Nothing but an exact copy is wanted here: the line with "Expected: one point per instance of the curb, each" and all the lines that follow it in the entries below.

*** Opening of AVAILABLE DATA ***

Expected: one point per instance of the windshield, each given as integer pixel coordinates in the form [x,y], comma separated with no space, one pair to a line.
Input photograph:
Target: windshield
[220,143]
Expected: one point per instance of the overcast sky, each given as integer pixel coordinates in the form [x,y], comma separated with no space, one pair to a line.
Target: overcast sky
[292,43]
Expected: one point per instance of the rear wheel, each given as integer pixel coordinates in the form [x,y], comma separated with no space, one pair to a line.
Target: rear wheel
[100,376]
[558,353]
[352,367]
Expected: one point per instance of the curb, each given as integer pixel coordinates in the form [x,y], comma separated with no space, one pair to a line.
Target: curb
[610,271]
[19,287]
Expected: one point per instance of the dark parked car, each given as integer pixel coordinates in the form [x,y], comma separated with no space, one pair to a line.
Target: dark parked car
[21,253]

*** Close of AVAILABLE DATA ***

* FINISHED TASK:
Expected: one point per instance of the curb, each given as integer pixel coordinates in the form [x,y], comma separated with no space, one pair to a line.
Target: curb
[610,271]
[19,287]
Expected: one point per instance of the dark parked car, each given as integer pixel coordinates in the form [x,y], comma separated with no space, one pair to a line.
Target: dark parked car
[21,253]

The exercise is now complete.